Your objective.
Starting at the line that contains "of the tall", set down each line exactly until the records end, keeping both ends and adding nothing.
(Material for this task)
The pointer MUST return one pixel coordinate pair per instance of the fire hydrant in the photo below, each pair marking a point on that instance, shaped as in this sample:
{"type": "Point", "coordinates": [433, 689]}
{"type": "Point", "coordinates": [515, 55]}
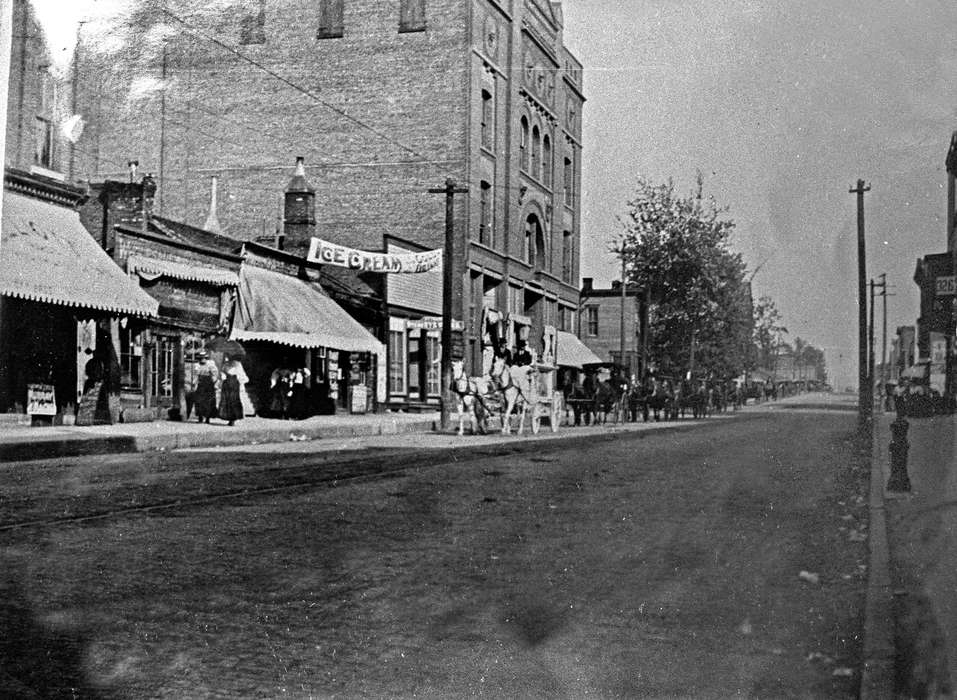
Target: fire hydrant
{"type": "Point", "coordinates": [899, 481]}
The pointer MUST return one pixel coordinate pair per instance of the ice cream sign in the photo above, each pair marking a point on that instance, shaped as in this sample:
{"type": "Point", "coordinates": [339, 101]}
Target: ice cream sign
{"type": "Point", "coordinates": [327, 253]}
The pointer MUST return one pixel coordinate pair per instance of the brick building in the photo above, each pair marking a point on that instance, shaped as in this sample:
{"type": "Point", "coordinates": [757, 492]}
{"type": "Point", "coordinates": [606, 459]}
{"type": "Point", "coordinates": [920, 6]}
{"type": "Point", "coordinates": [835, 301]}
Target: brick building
{"type": "Point", "coordinates": [384, 99]}
{"type": "Point", "coordinates": [600, 322]}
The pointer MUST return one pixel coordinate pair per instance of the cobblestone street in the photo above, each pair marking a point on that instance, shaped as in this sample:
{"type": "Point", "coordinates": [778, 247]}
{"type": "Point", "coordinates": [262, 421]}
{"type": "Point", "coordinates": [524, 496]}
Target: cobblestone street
{"type": "Point", "coordinates": [639, 565]}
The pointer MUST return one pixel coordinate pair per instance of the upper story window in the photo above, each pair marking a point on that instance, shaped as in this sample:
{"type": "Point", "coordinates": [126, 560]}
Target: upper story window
{"type": "Point", "coordinates": [412, 15]}
{"type": "Point", "coordinates": [568, 250]}
{"type": "Point", "coordinates": [485, 214]}
{"type": "Point", "coordinates": [330, 19]}
{"type": "Point", "coordinates": [488, 120]}
{"type": "Point", "coordinates": [591, 321]}
{"type": "Point", "coordinates": [546, 161]}
{"type": "Point", "coordinates": [523, 146]}
{"type": "Point", "coordinates": [252, 27]}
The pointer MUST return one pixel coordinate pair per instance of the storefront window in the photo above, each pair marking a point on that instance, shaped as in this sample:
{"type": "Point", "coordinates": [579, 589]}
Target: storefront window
{"type": "Point", "coordinates": [396, 362]}
{"type": "Point", "coordinates": [433, 354]}
{"type": "Point", "coordinates": [131, 358]}
{"type": "Point", "coordinates": [415, 361]}
{"type": "Point", "coordinates": [161, 373]}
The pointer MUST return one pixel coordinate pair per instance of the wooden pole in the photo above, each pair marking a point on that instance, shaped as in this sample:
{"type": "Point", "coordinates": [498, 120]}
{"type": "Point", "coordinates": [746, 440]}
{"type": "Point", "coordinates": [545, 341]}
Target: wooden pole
{"type": "Point", "coordinates": [864, 402]}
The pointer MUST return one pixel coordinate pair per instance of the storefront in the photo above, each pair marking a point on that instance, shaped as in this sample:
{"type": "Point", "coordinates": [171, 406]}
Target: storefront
{"type": "Point", "coordinates": [63, 301]}
{"type": "Point", "coordinates": [195, 289]}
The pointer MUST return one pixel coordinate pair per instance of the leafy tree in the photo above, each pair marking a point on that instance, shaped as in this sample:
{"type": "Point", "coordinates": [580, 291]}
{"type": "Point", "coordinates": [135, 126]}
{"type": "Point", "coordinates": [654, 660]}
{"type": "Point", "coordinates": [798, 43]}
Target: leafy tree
{"type": "Point", "coordinates": [679, 249]}
{"type": "Point", "coordinates": [768, 331]}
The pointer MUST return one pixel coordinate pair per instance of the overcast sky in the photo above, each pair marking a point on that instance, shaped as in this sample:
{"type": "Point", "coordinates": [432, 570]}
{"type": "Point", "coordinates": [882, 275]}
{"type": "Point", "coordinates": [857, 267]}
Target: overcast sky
{"type": "Point", "coordinates": [782, 106]}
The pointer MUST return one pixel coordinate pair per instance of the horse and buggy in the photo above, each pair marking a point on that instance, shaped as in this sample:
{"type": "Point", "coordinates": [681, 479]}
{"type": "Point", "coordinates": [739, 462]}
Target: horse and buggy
{"type": "Point", "coordinates": [519, 390]}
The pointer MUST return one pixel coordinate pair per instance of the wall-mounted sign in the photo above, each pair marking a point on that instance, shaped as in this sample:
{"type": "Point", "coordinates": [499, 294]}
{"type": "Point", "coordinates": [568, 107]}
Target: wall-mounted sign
{"type": "Point", "coordinates": [944, 286]}
{"type": "Point", "coordinates": [41, 400]}
{"type": "Point", "coordinates": [326, 253]}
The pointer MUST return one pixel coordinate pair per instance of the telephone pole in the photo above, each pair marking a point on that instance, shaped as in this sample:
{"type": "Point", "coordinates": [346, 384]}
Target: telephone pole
{"type": "Point", "coordinates": [450, 190]}
{"type": "Point", "coordinates": [865, 400]}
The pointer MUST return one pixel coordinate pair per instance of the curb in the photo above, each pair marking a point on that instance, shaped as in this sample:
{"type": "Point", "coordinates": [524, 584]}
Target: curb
{"type": "Point", "coordinates": [877, 676]}
{"type": "Point", "coordinates": [62, 447]}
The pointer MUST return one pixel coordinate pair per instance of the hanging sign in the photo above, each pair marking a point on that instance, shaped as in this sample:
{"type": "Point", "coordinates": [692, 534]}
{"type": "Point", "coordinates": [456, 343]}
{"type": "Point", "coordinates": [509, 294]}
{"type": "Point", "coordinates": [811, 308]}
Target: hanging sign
{"type": "Point", "coordinates": [321, 251]}
{"type": "Point", "coordinates": [41, 400]}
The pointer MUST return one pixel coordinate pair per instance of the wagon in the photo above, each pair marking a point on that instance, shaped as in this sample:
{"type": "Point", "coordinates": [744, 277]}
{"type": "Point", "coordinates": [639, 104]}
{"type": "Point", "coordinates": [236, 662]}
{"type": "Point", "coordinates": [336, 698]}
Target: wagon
{"type": "Point", "coordinates": [545, 402]}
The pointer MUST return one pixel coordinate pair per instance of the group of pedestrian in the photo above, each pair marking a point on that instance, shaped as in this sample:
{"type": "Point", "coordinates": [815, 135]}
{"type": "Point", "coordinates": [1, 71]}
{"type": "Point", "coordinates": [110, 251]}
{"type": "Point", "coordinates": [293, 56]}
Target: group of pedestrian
{"type": "Point", "coordinates": [228, 380]}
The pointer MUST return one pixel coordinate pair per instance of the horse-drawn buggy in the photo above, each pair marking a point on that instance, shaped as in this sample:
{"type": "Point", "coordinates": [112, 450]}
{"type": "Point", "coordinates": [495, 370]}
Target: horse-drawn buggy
{"type": "Point", "coordinates": [508, 390]}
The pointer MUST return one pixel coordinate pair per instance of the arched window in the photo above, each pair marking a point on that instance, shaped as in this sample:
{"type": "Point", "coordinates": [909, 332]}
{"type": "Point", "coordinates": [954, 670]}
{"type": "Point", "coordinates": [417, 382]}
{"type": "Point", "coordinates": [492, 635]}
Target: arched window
{"type": "Point", "coordinates": [535, 254]}
{"type": "Point", "coordinates": [523, 146]}
{"type": "Point", "coordinates": [488, 122]}
{"type": "Point", "coordinates": [547, 161]}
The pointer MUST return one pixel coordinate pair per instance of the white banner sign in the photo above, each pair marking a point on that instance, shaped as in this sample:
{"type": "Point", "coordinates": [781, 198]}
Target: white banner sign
{"type": "Point", "coordinates": [321, 251]}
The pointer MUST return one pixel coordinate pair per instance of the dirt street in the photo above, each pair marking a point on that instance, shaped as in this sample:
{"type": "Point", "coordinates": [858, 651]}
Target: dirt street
{"type": "Point", "coordinates": [724, 560]}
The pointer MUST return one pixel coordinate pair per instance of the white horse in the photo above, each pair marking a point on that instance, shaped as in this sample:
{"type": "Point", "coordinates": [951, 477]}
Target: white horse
{"type": "Point", "coordinates": [516, 385]}
{"type": "Point", "coordinates": [470, 393]}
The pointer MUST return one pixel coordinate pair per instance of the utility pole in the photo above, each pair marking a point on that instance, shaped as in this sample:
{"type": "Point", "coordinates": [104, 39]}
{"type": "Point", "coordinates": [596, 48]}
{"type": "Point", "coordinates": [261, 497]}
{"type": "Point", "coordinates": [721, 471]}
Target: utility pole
{"type": "Point", "coordinates": [621, 355]}
{"type": "Point", "coordinates": [865, 402]}
{"type": "Point", "coordinates": [450, 190]}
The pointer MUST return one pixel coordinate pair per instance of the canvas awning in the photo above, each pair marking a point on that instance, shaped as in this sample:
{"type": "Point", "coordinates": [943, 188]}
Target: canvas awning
{"type": "Point", "coordinates": [47, 255]}
{"type": "Point", "coordinates": [572, 352]}
{"type": "Point", "coordinates": [151, 268]}
{"type": "Point", "coordinates": [282, 309]}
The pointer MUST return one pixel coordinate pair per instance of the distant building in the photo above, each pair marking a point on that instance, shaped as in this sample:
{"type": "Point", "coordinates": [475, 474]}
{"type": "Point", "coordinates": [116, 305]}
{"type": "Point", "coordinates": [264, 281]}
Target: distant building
{"type": "Point", "coordinates": [385, 101]}
{"type": "Point", "coordinates": [600, 323]}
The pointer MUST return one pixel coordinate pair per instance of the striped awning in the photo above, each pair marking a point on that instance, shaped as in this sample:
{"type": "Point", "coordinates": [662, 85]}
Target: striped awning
{"type": "Point", "coordinates": [571, 352]}
{"type": "Point", "coordinates": [281, 309]}
{"type": "Point", "coordinates": [151, 268]}
{"type": "Point", "coordinates": [46, 255]}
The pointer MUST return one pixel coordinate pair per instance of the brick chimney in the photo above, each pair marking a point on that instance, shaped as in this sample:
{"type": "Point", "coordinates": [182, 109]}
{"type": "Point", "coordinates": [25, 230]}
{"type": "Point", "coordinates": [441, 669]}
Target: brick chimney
{"type": "Point", "coordinates": [212, 221]}
{"type": "Point", "coordinates": [113, 203]}
{"type": "Point", "coordinates": [299, 212]}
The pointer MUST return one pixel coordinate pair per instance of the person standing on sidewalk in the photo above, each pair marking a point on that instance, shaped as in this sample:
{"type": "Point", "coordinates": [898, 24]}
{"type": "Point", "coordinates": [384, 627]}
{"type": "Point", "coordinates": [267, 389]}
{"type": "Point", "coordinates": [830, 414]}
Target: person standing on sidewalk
{"type": "Point", "coordinates": [204, 391]}
{"type": "Point", "coordinates": [231, 405]}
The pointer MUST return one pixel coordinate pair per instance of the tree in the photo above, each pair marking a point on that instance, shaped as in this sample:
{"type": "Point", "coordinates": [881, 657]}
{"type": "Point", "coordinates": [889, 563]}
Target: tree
{"type": "Point", "coordinates": [768, 331]}
{"type": "Point", "coordinates": [679, 249]}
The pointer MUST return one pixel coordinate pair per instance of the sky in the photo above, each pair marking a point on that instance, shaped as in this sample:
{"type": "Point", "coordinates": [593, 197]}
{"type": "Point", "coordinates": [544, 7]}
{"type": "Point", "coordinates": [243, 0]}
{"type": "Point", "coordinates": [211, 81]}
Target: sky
{"type": "Point", "coordinates": [782, 106]}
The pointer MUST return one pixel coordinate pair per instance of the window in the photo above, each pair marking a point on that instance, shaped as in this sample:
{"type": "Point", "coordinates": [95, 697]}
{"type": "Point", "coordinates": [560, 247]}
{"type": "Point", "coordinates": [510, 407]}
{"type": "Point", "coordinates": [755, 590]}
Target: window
{"type": "Point", "coordinates": [591, 321]}
{"type": "Point", "coordinates": [547, 161]}
{"type": "Point", "coordinates": [523, 146]}
{"type": "Point", "coordinates": [252, 27]}
{"type": "Point", "coordinates": [488, 121]}
{"type": "Point", "coordinates": [568, 249]}
{"type": "Point", "coordinates": [131, 358]}
{"type": "Point", "coordinates": [396, 362]}
{"type": "Point", "coordinates": [569, 179]}
{"type": "Point", "coordinates": [485, 209]}
{"type": "Point", "coordinates": [162, 367]}
{"type": "Point", "coordinates": [412, 15]}
{"type": "Point", "coordinates": [43, 143]}
{"type": "Point", "coordinates": [330, 19]}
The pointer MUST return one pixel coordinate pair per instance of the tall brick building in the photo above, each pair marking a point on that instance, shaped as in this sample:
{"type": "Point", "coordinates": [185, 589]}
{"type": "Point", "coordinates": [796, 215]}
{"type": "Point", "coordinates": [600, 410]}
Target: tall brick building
{"type": "Point", "coordinates": [384, 99]}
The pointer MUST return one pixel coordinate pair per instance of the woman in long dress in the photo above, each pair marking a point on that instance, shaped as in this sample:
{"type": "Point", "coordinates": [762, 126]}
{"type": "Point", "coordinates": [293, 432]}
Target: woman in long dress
{"type": "Point", "coordinates": [230, 404]}
{"type": "Point", "coordinates": [204, 391]}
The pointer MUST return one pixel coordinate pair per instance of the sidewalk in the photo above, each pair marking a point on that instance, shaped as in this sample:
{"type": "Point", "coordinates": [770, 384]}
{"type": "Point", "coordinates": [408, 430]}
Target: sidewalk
{"type": "Point", "coordinates": [912, 595]}
{"type": "Point", "coordinates": [22, 443]}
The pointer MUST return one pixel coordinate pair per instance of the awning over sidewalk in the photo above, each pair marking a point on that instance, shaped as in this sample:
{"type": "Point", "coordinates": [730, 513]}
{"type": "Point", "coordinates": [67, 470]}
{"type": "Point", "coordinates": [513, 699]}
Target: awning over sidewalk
{"type": "Point", "coordinates": [151, 268]}
{"type": "Point", "coordinates": [46, 255]}
{"type": "Point", "coordinates": [281, 309]}
{"type": "Point", "coordinates": [572, 352]}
(End Material for this task)
Answer area.
The pointer MUST return one pixel coordinate pair per instance of the tall brick building in the photo above, each pair marking a point on that instance, shaped as in this sample:
{"type": "Point", "coordinates": [185, 589]}
{"type": "Point", "coordinates": [796, 215]}
{"type": "Point", "coordinates": [600, 410]}
Target: tall brick building
{"type": "Point", "coordinates": [384, 99]}
The pointer MUST return one pixel coordinate pair per instance of the woman in long dress in the photo above, each pair marking a point on that instance, shaped as in this sample:
{"type": "Point", "coordinates": [762, 126]}
{"type": "Point", "coordinates": [293, 432]}
Target: woman in long dress
{"type": "Point", "coordinates": [230, 404]}
{"type": "Point", "coordinates": [204, 391]}
The pointer MUST return one pixel coordinate pair per instance of the sidewalk in the photo above, each pair marking a point on that instance, shaped as in this sample:
{"type": "Point", "coordinates": [770, 384]}
{"type": "Point", "coordinates": [408, 430]}
Target: sidewalk
{"type": "Point", "coordinates": [912, 595]}
{"type": "Point", "coordinates": [22, 443]}
The pointer MUST return one pixel coordinate pair per instance of the awning over sidewalk in the photo above, each pair marking a point on that instance, shaped as in this sample:
{"type": "Point", "coordinates": [730, 513]}
{"type": "Point", "coordinates": [67, 470]}
{"type": "Point", "coordinates": [513, 699]}
Target: awning over sidewalk
{"type": "Point", "coordinates": [151, 268]}
{"type": "Point", "coordinates": [46, 255]}
{"type": "Point", "coordinates": [281, 309]}
{"type": "Point", "coordinates": [572, 352]}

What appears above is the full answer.